## EXERCISE AIM
Rewrite each of the items below with "blue-green" changed to "bluish-green", leaving everything else untouched. Omit the pictures from your answer.

╭──

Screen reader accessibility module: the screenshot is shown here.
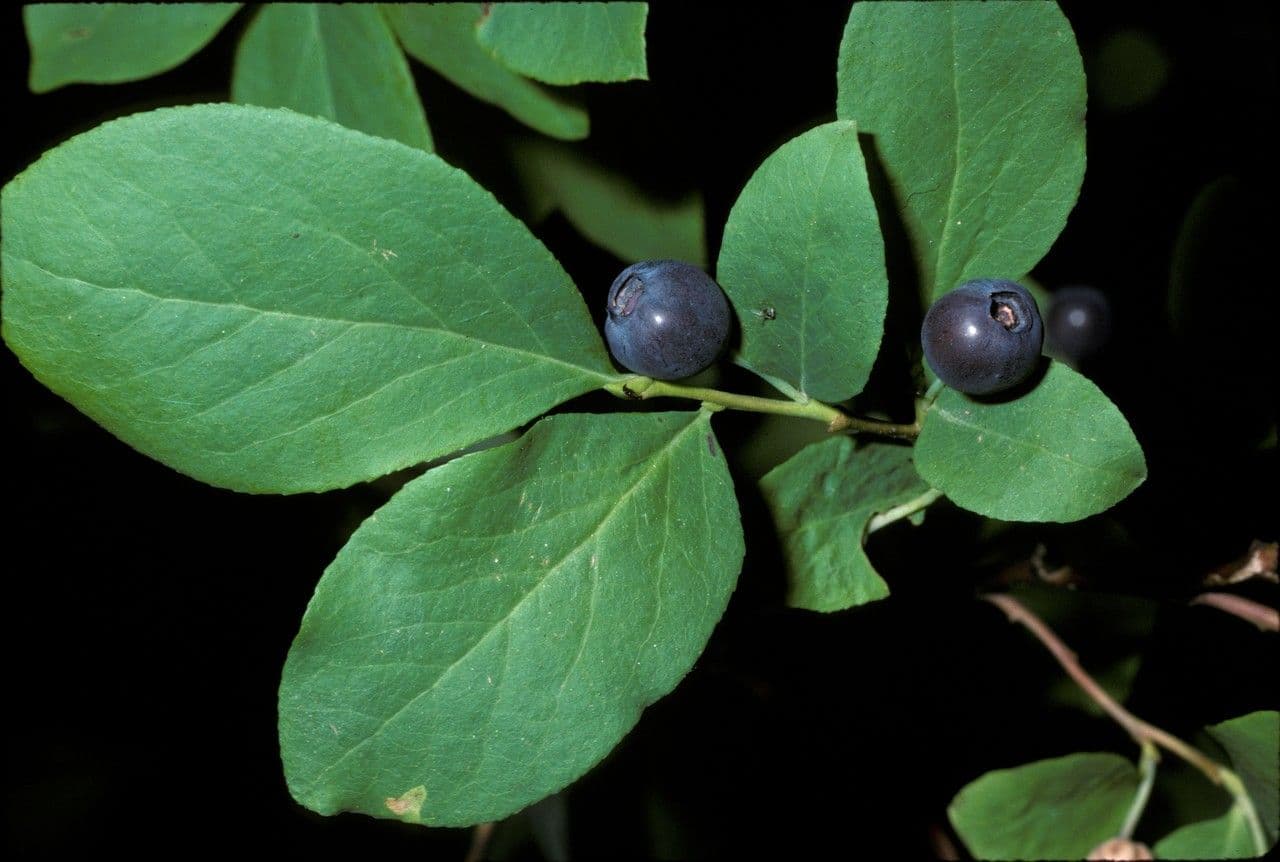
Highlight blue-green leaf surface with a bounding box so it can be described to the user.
[1206,710,1280,844]
[476,3,649,85]
[1151,806,1258,859]
[947,753,1138,859]
[716,122,888,401]
[836,3,1085,301]
[915,362,1147,521]
[232,3,431,151]
[22,3,241,92]
[280,412,742,825]
[760,437,929,611]
[0,105,616,492]
[383,3,589,141]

╰──

## SOLUTION TO THIS TASK
Screen reader accessibility module: the screenshot is shown here.
Highlight bluish-green leaf surface with a bounding box so it can be described to the user.
[1206,710,1280,844]
[476,3,649,85]
[1151,806,1258,859]
[947,753,1138,859]
[716,122,888,401]
[836,3,1085,301]
[915,362,1147,521]
[232,3,431,151]
[22,3,241,92]
[280,412,742,825]
[760,437,929,611]
[0,105,616,492]
[383,3,589,141]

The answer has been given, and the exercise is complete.